Omit every picture while repeating the entries exactly.

(Some records)
────────
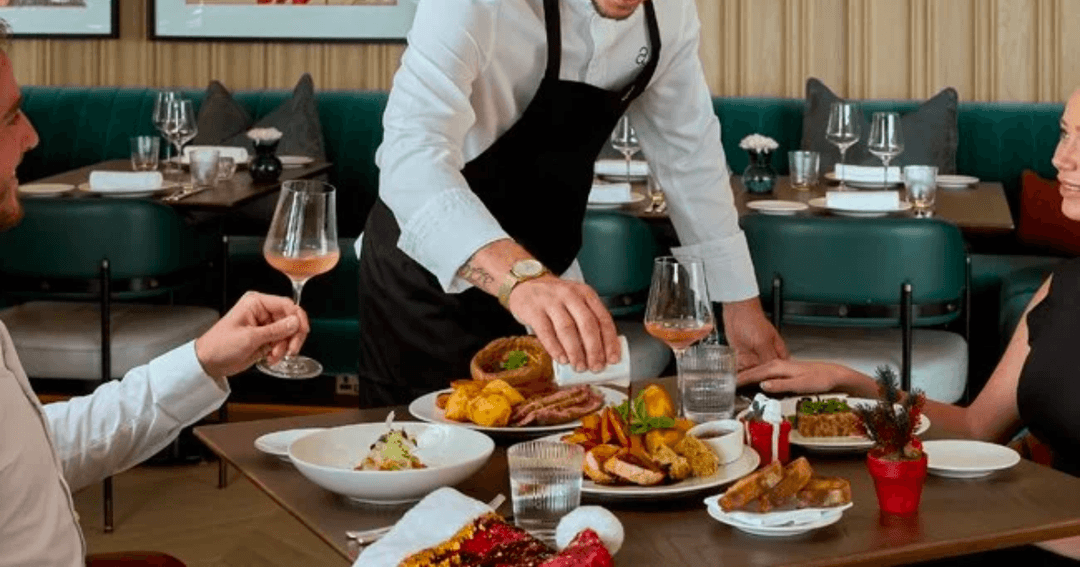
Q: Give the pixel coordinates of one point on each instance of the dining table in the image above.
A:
(224, 196)
(1025, 503)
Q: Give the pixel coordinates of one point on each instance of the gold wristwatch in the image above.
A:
(521, 271)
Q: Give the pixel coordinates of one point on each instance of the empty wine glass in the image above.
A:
(301, 243)
(842, 130)
(887, 139)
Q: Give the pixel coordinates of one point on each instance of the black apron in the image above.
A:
(535, 180)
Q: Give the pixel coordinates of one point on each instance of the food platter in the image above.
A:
(424, 409)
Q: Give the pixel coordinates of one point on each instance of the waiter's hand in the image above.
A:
(569, 320)
(752, 336)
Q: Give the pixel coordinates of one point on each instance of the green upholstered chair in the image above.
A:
(79, 266)
(862, 292)
(616, 258)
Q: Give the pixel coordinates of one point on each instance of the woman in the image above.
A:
(1031, 386)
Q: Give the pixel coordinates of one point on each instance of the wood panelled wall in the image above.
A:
(988, 50)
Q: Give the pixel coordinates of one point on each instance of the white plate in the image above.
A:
(845, 444)
(829, 517)
(132, 193)
(726, 473)
(277, 443)
(968, 459)
(819, 202)
(777, 207)
(956, 181)
(44, 189)
(423, 408)
(634, 198)
(295, 161)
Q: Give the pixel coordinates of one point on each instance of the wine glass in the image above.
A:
(887, 139)
(301, 243)
(678, 311)
(842, 130)
(160, 113)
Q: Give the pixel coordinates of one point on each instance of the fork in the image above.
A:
(367, 537)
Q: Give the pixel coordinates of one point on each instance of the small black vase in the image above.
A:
(266, 166)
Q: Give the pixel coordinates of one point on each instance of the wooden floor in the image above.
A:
(179, 510)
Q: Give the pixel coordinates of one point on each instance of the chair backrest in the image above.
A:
(616, 258)
(67, 239)
(849, 271)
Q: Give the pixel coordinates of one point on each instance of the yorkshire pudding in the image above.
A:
(535, 377)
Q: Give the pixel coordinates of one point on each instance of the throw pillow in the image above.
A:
(930, 132)
(1041, 220)
(219, 117)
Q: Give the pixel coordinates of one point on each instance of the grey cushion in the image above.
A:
(930, 132)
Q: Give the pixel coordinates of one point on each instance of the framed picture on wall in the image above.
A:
(282, 19)
(62, 18)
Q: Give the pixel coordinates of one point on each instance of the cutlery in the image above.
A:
(367, 537)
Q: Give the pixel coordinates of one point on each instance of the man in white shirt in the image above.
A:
(493, 126)
(46, 451)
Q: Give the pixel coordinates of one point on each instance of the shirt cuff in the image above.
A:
(181, 388)
(446, 232)
(729, 271)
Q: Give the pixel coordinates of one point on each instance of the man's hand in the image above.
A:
(258, 325)
(752, 336)
(569, 320)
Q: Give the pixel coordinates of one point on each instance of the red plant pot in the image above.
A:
(760, 440)
(899, 484)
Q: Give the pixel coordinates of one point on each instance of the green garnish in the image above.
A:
(640, 422)
(515, 359)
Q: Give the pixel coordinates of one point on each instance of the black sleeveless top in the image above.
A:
(1048, 395)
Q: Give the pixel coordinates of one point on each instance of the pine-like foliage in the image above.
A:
(892, 429)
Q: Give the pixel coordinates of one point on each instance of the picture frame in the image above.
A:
(322, 21)
(63, 18)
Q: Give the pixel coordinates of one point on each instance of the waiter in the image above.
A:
(494, 124)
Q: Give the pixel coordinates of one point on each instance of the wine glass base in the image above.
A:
(295, 368)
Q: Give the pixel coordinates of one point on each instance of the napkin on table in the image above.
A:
(637, 167)
(867, 174)
(863, 200)
(125, 180)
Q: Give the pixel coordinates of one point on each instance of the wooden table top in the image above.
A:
(981, 210)
(1023, 504)
(226, 194)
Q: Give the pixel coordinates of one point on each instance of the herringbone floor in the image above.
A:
(179, 510)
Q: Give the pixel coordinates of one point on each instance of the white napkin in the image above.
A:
(863, 200)
(238, 154)
(867, 174)
(125, 180)
(431, 522)
(609, 193)
(638, 169)
(618, 374)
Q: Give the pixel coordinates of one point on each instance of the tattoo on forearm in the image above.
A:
(476, 275)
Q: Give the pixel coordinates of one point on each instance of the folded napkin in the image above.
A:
(863, 200)
(638, 169)
(125, 180)
(238, 154)
(609, 193)
(867, 174)
(619, 373)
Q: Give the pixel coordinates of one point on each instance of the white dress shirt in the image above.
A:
(471, 69)
(46, 451)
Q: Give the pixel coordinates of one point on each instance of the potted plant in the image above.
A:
(896, 462)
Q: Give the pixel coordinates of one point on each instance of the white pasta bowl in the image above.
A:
(450, 454)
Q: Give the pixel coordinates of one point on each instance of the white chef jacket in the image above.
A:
(471, 69)
(46, 449)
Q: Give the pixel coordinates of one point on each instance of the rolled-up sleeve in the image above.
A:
(680, 137)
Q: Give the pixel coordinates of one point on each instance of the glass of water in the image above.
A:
(544, 483)
(706, 382)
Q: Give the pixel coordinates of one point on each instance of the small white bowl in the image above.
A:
(451, 454)
(724, 435)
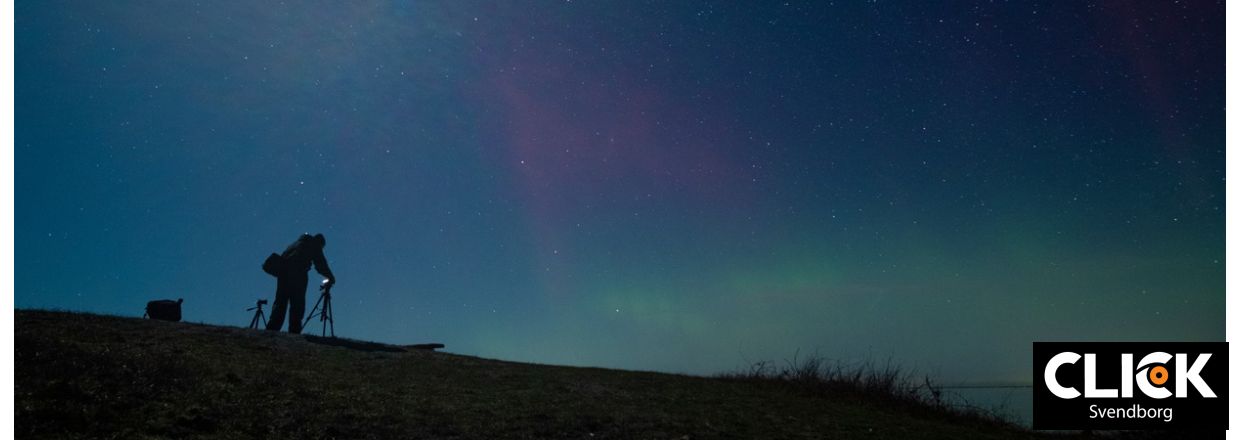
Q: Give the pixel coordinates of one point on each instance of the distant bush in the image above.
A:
(887, 381)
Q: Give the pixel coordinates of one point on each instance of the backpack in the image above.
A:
(164, 310)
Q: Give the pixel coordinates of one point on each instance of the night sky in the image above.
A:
────────
● RESULT OF THE EXERCISE:
Q: Give the pixel coordinates of one point on each instance of the dining table in the image above.
A:
(224, 196)
(1025, 503)
Q: Give the pixel coordinates of one point on each instance of the gold wristwatch in the image above.
A:
(521, 271)
Q: Give the pixel coordinates of one point on each instance of the empty wine glass in the image above.
A:
(301, 243)
(842, 130)
(887, 139)
Q: Give the pixel coordinates of one point on each instance of the black apron in the image above.
A:
(535, 180)
Q: Give the pixel coordinates of one point on each instance of the food platter in the image above.
A:
(424, 409)
Q: Give the pixel coordinates of one point on each instance of the waiter's hand in the image above.
A:
(569, 320)
(752, 336)
Q: Give the pixel coordinates of one point on each instance of the green upholstered chair in the image above.
A:
(79, 266)
(862, 292)
(616, 258)
Q: Give the pixel coordinates of one point on each instance of the woman in the image above.
A:
(1031, 386)
Q: Give the pixel coordinates of one point on each instance of the wood panelled wall in the image above.
A:
(988, 50)
Q: Give the pixel coordinates of one point on each instance of the white plate in the image above.
A:
(845, 444)
(829, 517)
(132, 193)
(726, 473)
(277, 443)
(968, 459)
(819, 202)
(777, 207)
(956, 181)
(44, 189)
(423, 408)
(634, 198)
(295, 161)
Q: Give the pixel coordinates of one point on each instance of the wine glass in the image above.
A:
(887, 139)
(301, 243)
(678, 311)
(842, 130)
(160, 113)
Q: Give the pixel coordinates of one point on each instance of the fork in the image above.
A:
(367, 537)
Q: Give the pixel coordinates of one point on each instance of the small black vase in the image above.
A:
(266, 166)
Q: Give the pixel coordinates of one point on each instance of the wooden floor in the image above.
A:
(179, 510)
Q: Give the pixel coordinates of one point on each instance of the chair backrest in the image above.
A:
(616, 258)
(67, 239)
(849, 271)
Q: Give the pixel coordinates of one point on each instance of the yorkshire pudding in the image above.
A:
(535, 377)
Q: Give the pixel coordinates of one point on each instance of the throw pillow in the image above.
A:
(930, 132)
(1041, 220)
(219, 117)
Q: Give the pixel coordinates of one point on each instance of the grey cushion in the image above.
A:
(930, 132)
Q: Give the pixel coordinates of one point on each instance of the framed picture on wall in the image above.
A:
(282, 19)
(62, 18)
Q: Give the pixel coordinates of one point on each instance of the cutlery in the image above.
A:
(367, 537)
Q: Give the pixel coordinates of one point on each instance of the man in white shirt in the image above.
A:
(493, 126)
(46, 451)
Q: Give the pixel coordinates of one point on each instance of the shirt cuff in the image above.
A:
(181, 388)
(446, 232)
(729, 271)
Q: Give the pixel coordinates of one point on each instance of the man's hand in the image above.
A:
(258, 325)
(752, 336)
(569, 320)
Q: Give the pixel coordinates of one point on each instance of the red plant pot in the image above.
A:
(760, 440)
(899, 484)
Q: Give the pixel coordinates of one point on each instance of the green garnish in the image above.
A:
(640, 422)
(515, 359)
Q: Give the pixel coordinates of one point on each instance of the black sleeveless top in the image above.
A:
(1048, 395)
Q: Give the pixel coordinates of one point on each instance of the pine-like foliage in the image above.
A:
(892, 429)
Q: Give the pixel coordinates of one point on each instance of the picture frame in the image above.
A:
(322, 21)
(63, 18)
Q: Give the pixel coordinates of one point on each instance of the waiter in the image above.
A:
(494, 124)
Q: Give the pixel coordinates of one point on each instance of the wine glass base in the image above.
A:
(295, 368)
Q: Give the pixel coordinates of one point on each instance of the napkin on table in the image above.
A:
(637, 167)
(867, 174)
(863, 200)
(125, 180)
Q: Give the pixel coordinates of one point on each instance of the wooden table top in the image above.
A:
(981, 210)
(1023, 504)
(226, 194)
Q: Give the pixel coordinates of one point on each instance of the herringbone floor in the image above.
A:
(179, 510)
Q: Give the pixel coordinates of one point on each instance of the white napkin in the image above.
A:
(863, 200)
(238, 154)
(867, 174)
(125, 180)
(431, 522)
(609, 193)
(638, 169)
(618, 374)
Q: Give the pixel coordinates of one point on each instance of the tattoo on forearm in the image above.
A:
(476, 275)
Q: Give the pixel coordinates of one point on each instance of the folded napkin in the image above.
A:
(863, 200)
(638, 169)
(125, 180)
(238, 154)
(609, 193)
(867, 174)
(619, 373)
Q: Give the pixel coordinates of one point on each instance of the white dress shirt in the image above.
A:
(471, 69)
(46, 451)
Q: Give the pixel coordinates of one point on each instance of the potted plant in the image above.
A:
(896, 462)
Q: Give the pixel coordinates of one point on each instance of the white pasta bowl in the image above.
A:
(450, 454)
Q: Give the pixel coordinates of one point on each instance of the white chef jacket in the image above.
A:
(471, 69)
(46, 449)
Q: Give the pixel coordinates of one point on each instance of the rolled-up sleeve in the image above.
A:
(680, 137)
Q: Give the pixel coordinates of one point on each instance of the glass of water in the image above.
A:
(544, 483)
(706, 382)
Q: Give the pixel coordinates of one point on each instance of the small white bowl in the image above.
A:
(451, 454)
(724, 435)
Q: Give the pixel coordinates of one point on each instance of the distant bush in the image above.
A:
(887, 381)
Q: Give the pixel coordinates of one point on each instance of the backpack in the image above.
A:
(164, 310)
Q: Give the pixel coordinates of one point on each instance of the night sky in the image above.
A:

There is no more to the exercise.